━━━━━ Items
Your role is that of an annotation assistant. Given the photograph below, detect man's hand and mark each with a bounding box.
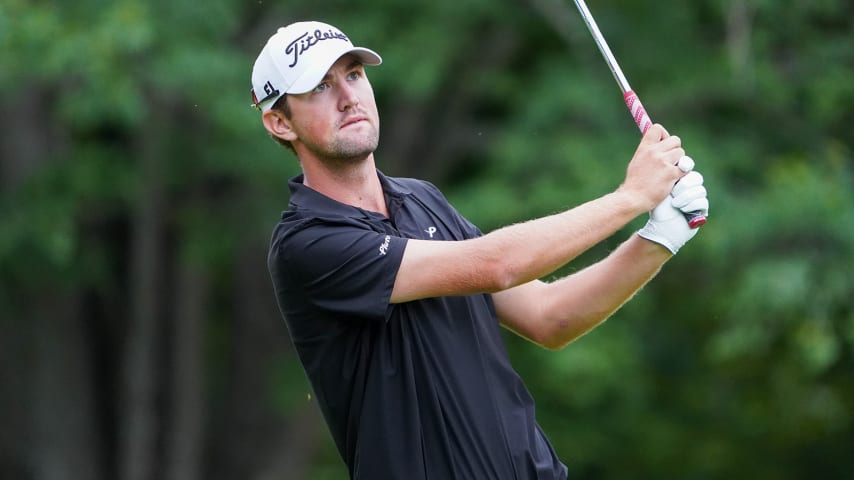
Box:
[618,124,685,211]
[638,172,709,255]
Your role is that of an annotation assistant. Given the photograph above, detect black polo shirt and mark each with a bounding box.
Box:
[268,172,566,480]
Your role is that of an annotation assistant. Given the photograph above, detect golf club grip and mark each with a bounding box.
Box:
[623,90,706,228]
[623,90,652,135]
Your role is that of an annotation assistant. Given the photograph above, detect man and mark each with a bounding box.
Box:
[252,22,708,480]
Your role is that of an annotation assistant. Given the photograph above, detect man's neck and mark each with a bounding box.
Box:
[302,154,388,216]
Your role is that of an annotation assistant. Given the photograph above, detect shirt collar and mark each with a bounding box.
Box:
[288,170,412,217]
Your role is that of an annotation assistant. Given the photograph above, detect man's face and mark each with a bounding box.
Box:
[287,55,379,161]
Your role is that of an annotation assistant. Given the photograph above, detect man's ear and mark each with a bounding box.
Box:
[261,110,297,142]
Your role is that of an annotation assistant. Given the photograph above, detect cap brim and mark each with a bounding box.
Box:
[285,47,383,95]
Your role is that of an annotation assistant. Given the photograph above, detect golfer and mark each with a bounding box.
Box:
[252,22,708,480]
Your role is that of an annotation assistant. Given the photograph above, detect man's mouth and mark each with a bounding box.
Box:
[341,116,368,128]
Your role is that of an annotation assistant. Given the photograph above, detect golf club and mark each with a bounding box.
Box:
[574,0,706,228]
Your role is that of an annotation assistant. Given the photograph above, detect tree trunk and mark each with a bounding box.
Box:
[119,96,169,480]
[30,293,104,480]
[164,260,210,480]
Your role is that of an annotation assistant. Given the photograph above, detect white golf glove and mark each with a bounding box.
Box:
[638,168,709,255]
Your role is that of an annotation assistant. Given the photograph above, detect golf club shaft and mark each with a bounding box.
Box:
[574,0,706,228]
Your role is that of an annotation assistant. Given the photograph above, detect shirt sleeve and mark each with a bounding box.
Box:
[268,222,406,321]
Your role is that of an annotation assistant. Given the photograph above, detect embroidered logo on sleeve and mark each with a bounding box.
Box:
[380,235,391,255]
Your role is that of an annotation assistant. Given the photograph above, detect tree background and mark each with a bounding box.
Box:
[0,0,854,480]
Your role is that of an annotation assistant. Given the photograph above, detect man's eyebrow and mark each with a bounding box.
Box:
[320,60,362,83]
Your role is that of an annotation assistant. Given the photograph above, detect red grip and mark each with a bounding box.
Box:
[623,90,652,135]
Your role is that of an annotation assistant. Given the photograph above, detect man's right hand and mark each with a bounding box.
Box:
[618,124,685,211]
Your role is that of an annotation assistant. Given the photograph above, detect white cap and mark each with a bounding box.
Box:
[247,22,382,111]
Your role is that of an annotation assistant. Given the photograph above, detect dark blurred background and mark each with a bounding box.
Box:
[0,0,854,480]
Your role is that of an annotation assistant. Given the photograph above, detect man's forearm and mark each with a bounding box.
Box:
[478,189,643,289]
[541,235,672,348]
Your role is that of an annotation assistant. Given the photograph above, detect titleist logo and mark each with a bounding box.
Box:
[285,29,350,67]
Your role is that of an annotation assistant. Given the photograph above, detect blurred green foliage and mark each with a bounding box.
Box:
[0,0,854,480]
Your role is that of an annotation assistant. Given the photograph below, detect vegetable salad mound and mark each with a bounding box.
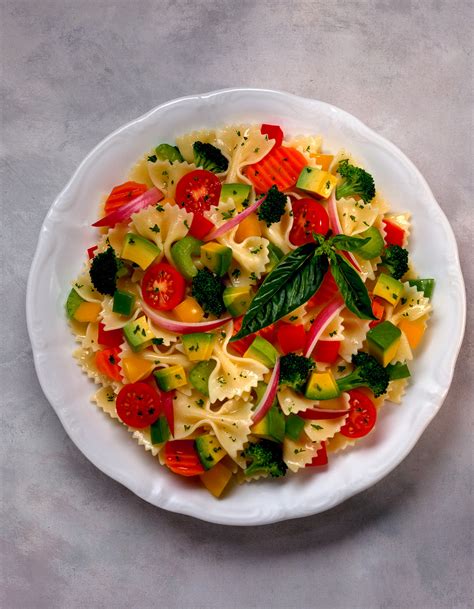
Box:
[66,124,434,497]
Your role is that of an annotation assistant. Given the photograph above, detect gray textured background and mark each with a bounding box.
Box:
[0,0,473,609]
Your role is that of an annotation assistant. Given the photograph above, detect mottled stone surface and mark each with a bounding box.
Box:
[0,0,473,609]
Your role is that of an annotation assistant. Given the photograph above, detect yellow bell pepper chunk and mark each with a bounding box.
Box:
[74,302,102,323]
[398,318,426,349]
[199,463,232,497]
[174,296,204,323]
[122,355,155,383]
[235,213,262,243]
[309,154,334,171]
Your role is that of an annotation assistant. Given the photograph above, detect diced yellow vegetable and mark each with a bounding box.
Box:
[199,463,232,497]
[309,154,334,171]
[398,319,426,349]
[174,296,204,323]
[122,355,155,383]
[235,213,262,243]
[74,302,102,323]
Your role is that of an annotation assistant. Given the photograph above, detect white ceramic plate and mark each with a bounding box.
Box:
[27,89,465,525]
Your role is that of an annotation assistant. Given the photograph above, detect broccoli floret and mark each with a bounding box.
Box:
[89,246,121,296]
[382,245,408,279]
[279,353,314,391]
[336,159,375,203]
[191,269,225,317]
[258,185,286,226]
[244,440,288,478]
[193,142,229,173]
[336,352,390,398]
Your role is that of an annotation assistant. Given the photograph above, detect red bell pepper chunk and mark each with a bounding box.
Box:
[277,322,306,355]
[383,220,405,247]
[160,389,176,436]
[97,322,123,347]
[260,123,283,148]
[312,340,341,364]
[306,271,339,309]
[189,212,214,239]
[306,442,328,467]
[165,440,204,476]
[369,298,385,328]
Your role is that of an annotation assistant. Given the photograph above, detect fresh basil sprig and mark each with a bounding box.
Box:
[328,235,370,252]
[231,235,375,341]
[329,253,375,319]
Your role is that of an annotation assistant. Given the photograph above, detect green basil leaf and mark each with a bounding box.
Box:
━━━━━━━━━━
• **Your goal**: Every line of the data above should be quoted exactly. Omit the pictures.

• **Written answer**:
Your role is that of an annotation assistant. Given the photograph below, detect man's hand and mark each with a bounding box.
Box:
[618,124,685,211]
[638,172,709,255]
Your role is that of an annotation assistant. Given the photograph above, detect black polo shirt and mark each with a bounding box.
Box:
[268,172,566,480]
Your role is that of an annotation assistant. Given the photograph above, detect golf club grip and mark each with a bounding box.
Box:
[623,90,706,228]
[623,90,652,135]
Your role is that of an annotation assistant. Given the photograph above, detect man and mark each with a bounding box.
Box:
[252,22,708,480]
Your role is that of an annotation assistant. Given the photograph above, detect man's neck and mark each with a bounding box.
Box:
[302,154,388,216]
Your role is that of an annotation assistant. Given the photograph above, detect shirt collar and mark each with a bounding box.
Box:
[288,170,412,217]
Your role is that of an annotation assistant. Given the photograph above, detect man's face and mark each with a bounding box.
Box:
[287,55,379,161]
Your role is that of an annotation assistant. Given the photograph above, detect man's ear and mark each with a bounding box.
Box:
[261,110,297,142]
Your role is that of an annotation assistant. Given the photograph above, detect cap brim and mark each with a bounding box.
Box:
[285,47,383,95]
Your role is that of an annotation assistant. Given the photograph above, detect golfer and mark each with a bounding box.
Box:
[252,22,708,480]
Your role is that of an annotation assistant. Given the photograph above, detect man's mouth and mark each with a bounding box.
Box:
[341,116,368,128]
Your role is that of an annotation assistant. Given the photograph above, detect golf club and mark each with a bounding box.
Box:
[574,0,706,228]
Your role is that of an annotation assistant. Given the photograph above, detect tree trunk and mark each with a bounding box.
Box:
[119,96,169,480]
[30,293,104,480]
[164,260,210,480]
Your role is that of an annotation assistant. Given the photograph above, detect white golf glove and mark each with a bounding box.
Box:
[638,168,709,255]
Your role is that of an annotation assistant. Given the photograph above, detect golf club shaft and mark each with a bounding box.
Box:
[574,0,706,228]
Your role is that of an annotation assistant. Given the photograph above, detect shirt sleeve and mark each with a bounding box.
Box:
[268,222,406,321]
Your role is that of an annotation assistant. Given the photograph above, detect embroidered logo on sleeve and mark each with a bounding box.
Box:
[380,235,391,255]
Your role is that of an annotation assistant. Given the photograph above, detect tree background and mark each with a bounding box.
Box:
[0,0,854,480]
Your role is that of an annotation assistant. Given the photograph above, detect man's eyebrow and mark each with a bounding box.
Box:
[320,60,362,83]
Your role is that of an annotation assistant. Given the photograph above, detect red grip and mark each with a bounding box.
Box:
[623,90,652,135]
Your role is that of an annotation assistant. Given the photograph above, detect man's right hand and mark each with a bounding box.
Box:
[618,124,685,211]
Your role is that of an annotation assistant. Given the photograph above, detect white cap and mark each with a bounding box.
Box:
[247,22,382,111]
Your role is that of an annotation assistant. Given the photograph above, detect dark blurred background and mark each with a bounding box.
Box:
[0,0,854,480]
Your role is that of an annotation assistant. Given the photograph above, detect man's forearm and mark each with a bounding box.
Box:
[478,189,643,289]
[541,235,672,348]
Your role is that of an annotation assistant. Given the photograph above, detect titleist logo and mark each with a bounding box.
Box:
[285,29,350,67]
Your role is that of an annotation assistant. Given the photograph above, detect blurred green foliage and mark each with a bounding box.
Box:
[0,0,854,480]
Your role is that of an annotation assistant. Given the photograph below, detect vegetable salad mound and mark each with a bounding box.
Box:
[66,124,434,497]
Your role is that of an annotation assistant. Given the photograph above, detect gray textured background and mark each with a bounding box.
Box:
[0,0,473,609]
Your role is that of an annotation assistant. Given the photograph above, detect mottled stone surface and mark each with a bounding box.
Box:
[0,0,473,609]
Your role is that of an annotation assistant. Given the photograph above, detect yellow bell pepper chunk and mark each with a bounding box.
Box:
[74,302,102,323]
[398,318,426,349]
[199,463,232,497]
[174,296,204,323]
[122,355,155,383]
[235,213,262,243]
[309,154,334,171]
Your role is that of an annotation assistant. Given the photograph above, detect diced yellow vegetable and mark each with a bounding box.
Box:
[199,463,232,497]
[309,154,334,171]
[398,319,426,349]
[174,296,204,323]
[122,355,155,383]
[235,213,262,243]
[74,302,102,323]
Your role is that of an annotation assistant. Given the photograph above, detect white ceramic plate and mark each with a bounding box.
Box:
[27,89,465,525]
Your role is that of an annotation assistant. Given the photograph above, detect broccoli floret and mark each with a bounding box.
Box:
[89,246,121,296]
[382,245,408,279]
[279,353,314,391]
[336,159,375,203]
[191,269,225,317]
[258,185,286,226]
[244,440,288,478]
[193,142,229,173]
[336,352,390,398]
Your role is that of an annotation assistant. Given the photograph above, detect red bell pepper chunk and mark each with a bounding box.
Box:
[277,322,306,355]
[383,220,405,247]
[160,389,176,436]
[97,322,123,347]
[260,123,283,148]
[312,340,341,364]
[306,271,339,309]
[189,212,214,239]
[306,442,328,467]
[165,440,204,476]
[369,298,385,328]
Your role is that of an annotation assistant. Given the photograph above, detect fresh basil sprig and mark each with a bounding box.
Box:
[328,235,370,252]
[231,235,375,341]
[329,253,375,319]
Your role is that of an annotation assistant. Given the photograph above, detect green basil leaf and mark each with a bounding box.
Box:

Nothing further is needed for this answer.